Texte fourni:
※ ※ ※
Portrait du chef Nicolas Guercio

Rencontre avec le chef Nicolas Guercio

Date de publication :

Rencontrez Nicolas Guercio, chef pâtissier exécutif du prestigieux Mandarin Oriental Lutetia Paris depuis 2019. Globe-trotter passionné, ce virtuose du sucre et du chocolat a forgé son talent à travers le monde avant de poser ses valises sur la Rive gauche. Maître dans l'art du trompe-l'œil et des créations spectaculaires, il émerveille les gourmets avec des pâtisseries aussi techniques qu'esthétiques, à l'image de son célèbre Lulu, le chiot en chocolat devenu mascotte de l'hôtel. 

Son parcours

Qui est Nicolas Guercio, le chef pâtissier exécutif du Lutetia ?
※ ※ ※
Tâches demandées:
(a) D'après le portrait du chef Nicolas Guercio, depuis quelle année est-il chef pâtissier exécutif du Mandarin Oriental Lutetia Paris ?
(b) Poursuivez le portrait du chef Nicolas Guercio à partir de sa dernière phrase.
La liste qui suit n'est pas nécessaire pour répondre.

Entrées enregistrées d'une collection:
※ ※ ※
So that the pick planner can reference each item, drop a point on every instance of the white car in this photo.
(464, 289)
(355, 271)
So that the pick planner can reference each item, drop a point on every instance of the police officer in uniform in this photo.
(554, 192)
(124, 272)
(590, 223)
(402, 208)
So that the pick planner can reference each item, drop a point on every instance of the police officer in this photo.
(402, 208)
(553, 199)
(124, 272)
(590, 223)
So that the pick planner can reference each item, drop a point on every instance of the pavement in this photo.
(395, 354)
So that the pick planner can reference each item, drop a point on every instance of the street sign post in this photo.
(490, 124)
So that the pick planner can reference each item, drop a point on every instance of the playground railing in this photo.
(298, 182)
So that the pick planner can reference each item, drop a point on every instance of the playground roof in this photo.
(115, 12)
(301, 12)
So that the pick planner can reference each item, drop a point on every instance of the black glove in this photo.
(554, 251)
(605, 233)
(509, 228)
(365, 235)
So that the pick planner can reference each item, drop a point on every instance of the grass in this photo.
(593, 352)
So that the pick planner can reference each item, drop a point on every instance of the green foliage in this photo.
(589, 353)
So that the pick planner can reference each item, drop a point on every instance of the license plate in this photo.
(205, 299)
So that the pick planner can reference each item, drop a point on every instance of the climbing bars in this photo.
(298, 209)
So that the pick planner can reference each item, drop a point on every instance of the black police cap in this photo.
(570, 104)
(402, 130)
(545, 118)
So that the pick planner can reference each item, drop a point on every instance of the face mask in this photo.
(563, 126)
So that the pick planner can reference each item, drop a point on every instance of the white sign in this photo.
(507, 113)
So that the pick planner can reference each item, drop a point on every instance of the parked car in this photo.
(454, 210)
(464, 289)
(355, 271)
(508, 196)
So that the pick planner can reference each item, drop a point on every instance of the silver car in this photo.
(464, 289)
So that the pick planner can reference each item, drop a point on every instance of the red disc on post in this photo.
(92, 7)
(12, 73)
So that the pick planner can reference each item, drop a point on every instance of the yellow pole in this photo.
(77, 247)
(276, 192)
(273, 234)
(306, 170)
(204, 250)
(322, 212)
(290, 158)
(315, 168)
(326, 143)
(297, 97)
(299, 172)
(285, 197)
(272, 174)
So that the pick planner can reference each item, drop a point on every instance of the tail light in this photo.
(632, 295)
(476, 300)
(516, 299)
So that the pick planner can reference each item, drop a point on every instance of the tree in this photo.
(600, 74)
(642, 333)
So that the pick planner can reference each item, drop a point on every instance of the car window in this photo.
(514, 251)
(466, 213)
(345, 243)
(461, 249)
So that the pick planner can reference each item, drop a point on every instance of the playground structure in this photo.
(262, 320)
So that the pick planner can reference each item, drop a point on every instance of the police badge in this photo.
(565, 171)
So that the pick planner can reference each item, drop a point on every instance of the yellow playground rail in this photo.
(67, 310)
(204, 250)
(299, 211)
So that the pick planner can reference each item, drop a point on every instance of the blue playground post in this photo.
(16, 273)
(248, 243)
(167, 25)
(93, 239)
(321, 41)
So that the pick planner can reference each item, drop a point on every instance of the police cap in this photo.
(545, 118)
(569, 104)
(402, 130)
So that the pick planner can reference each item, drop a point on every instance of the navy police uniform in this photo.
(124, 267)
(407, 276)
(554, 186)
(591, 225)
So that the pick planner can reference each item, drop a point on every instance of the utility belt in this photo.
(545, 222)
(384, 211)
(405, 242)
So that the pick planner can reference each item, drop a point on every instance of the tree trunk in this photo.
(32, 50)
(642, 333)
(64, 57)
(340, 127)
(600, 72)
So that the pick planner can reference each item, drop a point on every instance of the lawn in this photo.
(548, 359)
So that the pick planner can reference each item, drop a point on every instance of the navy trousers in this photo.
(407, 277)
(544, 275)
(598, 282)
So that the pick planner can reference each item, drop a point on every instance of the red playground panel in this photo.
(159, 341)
※ ※ ※
Résultats finaux:
(a) Depuis 2019.

(b)
Nicolas Guercio est le Chef pâtissier exécutif du prestigieux palace Mandarin oriental Lutetia Paris, depuis 2019. Il y dirige une brigade de 20 personnes et y a signé des créations déjà iconiques. Il décrit son parcours comme une suite d'opportunités, de rencontres, le tout peut-être guidé par une bonne étoile. Un chef humble, au parcours riche !

Une formation dans le salé, pour plonger ensuite dans le sucré

Qu'est-ce qui lui a donné envie de devenir pâtissier ? Pour Nicolas, ce ne sont pas les recettes de sa grand-mère qui ont provoqué son envie de plonger dans la gastronomie. Il qualifierait plutôt ça de joyeux hasard.

A 16 ans, il ne sait pas trop vers quelles études s'orienter. Il suit alors un ami qui a commencé un CAP cuisine. L'ambiance autoritaire en cuisine "calme son côté rebelle" et lui apporte la rigueur dont il avait besoin. Il enchaîne son CAP, BEP et Bac professionnel cuisine, avec une mention complémentaire dessert de restaurant.

Le sucré, pour exprimer sa créativité

Les desserts à l'assiettes lui plaisent, il plonge alors dans l'univers du sucré, dont il n'est jamais reparti ! La pâtisserie, pour Nicolas Guercio "c'est beaucoup plus simple, c'est cartésien. 100 grammes de sucre, c'est 100 grammes de sucre. En cuisine, tout est relatif en fonction des ingrédients ".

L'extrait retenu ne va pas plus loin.